Exercise instructions:
Could you output only the lines from the one containing "Drop one marker on each instance of the outstretched" through the last line of the data, both included?

[Extracted records]

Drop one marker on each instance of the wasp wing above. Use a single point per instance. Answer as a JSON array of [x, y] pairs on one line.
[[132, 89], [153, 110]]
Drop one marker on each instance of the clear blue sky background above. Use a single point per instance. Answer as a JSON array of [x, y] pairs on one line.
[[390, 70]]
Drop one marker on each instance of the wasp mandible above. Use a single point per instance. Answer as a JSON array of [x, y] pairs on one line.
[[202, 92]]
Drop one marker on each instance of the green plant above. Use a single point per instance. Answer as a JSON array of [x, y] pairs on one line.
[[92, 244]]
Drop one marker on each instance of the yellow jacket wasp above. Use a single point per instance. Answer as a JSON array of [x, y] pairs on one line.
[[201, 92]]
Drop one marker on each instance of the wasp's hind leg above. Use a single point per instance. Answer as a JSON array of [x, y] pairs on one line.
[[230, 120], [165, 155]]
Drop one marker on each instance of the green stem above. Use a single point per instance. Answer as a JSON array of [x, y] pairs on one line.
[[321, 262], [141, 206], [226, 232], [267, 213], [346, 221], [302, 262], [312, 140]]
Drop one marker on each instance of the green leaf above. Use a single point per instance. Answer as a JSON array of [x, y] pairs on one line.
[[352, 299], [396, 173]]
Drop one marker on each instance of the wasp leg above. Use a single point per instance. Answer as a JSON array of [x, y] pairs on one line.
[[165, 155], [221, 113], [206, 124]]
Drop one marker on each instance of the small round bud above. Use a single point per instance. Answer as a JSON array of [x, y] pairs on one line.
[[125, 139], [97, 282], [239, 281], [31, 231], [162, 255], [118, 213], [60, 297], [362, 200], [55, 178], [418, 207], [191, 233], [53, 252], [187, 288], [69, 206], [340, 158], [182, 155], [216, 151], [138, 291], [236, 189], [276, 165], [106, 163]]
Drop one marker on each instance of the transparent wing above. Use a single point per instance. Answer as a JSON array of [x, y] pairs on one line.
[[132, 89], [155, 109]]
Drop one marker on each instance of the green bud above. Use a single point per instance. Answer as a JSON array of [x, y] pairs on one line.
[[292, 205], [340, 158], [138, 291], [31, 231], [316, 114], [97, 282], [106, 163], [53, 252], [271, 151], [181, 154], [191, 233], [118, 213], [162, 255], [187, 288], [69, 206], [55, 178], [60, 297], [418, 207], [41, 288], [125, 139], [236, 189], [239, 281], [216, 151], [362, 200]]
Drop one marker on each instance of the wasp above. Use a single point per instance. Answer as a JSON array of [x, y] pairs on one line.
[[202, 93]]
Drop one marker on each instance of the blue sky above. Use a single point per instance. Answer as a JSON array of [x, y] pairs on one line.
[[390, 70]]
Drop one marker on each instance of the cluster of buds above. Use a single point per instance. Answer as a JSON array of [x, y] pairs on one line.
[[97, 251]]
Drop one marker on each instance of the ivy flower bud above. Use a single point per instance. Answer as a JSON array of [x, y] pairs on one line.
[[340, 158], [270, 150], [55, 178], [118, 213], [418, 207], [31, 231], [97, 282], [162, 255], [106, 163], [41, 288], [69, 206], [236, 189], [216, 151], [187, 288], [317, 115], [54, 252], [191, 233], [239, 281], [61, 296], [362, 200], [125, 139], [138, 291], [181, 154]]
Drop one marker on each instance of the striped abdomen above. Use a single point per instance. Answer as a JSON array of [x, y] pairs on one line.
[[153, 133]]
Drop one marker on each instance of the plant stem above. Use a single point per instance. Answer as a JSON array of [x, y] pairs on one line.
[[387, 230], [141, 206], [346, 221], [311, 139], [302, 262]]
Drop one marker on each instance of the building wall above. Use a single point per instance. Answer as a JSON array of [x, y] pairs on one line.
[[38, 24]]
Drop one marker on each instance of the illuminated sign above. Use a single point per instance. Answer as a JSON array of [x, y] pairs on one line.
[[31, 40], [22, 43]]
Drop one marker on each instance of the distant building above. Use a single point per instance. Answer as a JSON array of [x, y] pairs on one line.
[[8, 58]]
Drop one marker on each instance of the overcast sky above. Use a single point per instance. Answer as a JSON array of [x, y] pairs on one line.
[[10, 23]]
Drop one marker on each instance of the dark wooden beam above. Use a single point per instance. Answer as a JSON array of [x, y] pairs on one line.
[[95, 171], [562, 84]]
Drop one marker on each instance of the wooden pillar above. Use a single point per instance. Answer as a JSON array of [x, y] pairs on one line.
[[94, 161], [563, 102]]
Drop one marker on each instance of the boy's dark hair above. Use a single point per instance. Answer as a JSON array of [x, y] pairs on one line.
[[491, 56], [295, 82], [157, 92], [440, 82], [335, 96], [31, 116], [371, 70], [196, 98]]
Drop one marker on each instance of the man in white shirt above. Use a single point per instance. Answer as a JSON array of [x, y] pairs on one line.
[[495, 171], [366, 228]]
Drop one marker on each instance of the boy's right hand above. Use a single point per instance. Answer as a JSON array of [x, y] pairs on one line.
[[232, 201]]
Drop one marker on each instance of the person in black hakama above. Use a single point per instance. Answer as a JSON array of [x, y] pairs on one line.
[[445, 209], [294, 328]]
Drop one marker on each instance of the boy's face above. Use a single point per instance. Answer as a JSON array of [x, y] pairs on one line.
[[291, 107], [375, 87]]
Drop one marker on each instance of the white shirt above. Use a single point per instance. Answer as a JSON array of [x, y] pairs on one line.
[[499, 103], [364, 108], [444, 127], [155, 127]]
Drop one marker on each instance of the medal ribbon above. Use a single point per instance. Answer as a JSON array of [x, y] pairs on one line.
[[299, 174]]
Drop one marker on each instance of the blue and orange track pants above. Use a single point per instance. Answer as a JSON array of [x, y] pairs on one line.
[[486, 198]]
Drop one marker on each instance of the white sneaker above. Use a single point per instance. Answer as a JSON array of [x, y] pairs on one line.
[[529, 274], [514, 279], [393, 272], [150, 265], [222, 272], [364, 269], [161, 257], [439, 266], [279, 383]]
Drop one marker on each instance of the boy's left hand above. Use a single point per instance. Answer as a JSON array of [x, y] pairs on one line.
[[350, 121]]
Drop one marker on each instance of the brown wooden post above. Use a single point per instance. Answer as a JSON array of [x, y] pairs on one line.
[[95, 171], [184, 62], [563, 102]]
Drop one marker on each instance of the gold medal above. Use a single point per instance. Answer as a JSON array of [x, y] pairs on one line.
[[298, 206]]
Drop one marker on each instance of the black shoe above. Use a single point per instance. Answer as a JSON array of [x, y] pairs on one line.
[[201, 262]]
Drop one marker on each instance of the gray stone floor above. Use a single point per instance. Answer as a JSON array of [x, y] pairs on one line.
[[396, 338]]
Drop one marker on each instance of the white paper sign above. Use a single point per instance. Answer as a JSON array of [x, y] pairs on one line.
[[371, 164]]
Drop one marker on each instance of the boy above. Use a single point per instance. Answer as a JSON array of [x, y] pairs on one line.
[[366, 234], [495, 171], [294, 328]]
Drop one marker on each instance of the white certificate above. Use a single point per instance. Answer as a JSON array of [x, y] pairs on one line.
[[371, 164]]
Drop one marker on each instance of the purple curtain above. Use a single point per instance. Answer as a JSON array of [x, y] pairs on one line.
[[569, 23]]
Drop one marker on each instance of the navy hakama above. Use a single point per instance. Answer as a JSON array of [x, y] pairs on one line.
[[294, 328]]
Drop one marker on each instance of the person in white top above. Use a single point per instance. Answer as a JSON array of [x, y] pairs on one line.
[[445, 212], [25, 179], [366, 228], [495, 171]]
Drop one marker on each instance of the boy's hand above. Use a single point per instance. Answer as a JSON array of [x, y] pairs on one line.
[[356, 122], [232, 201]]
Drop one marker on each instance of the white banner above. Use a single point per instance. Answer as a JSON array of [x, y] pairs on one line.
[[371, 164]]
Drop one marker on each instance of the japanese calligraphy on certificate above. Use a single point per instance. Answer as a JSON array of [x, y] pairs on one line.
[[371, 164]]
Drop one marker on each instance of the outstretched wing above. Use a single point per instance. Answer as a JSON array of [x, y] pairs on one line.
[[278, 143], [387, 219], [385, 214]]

[/Extracted records]

Result:
Drop one marker on each instance of the outstretched wing above. Use a single point per instance. Answer as a JSON array of [x, y] pairs on one line.
[[278, 143], [387, 219], [385, 214]]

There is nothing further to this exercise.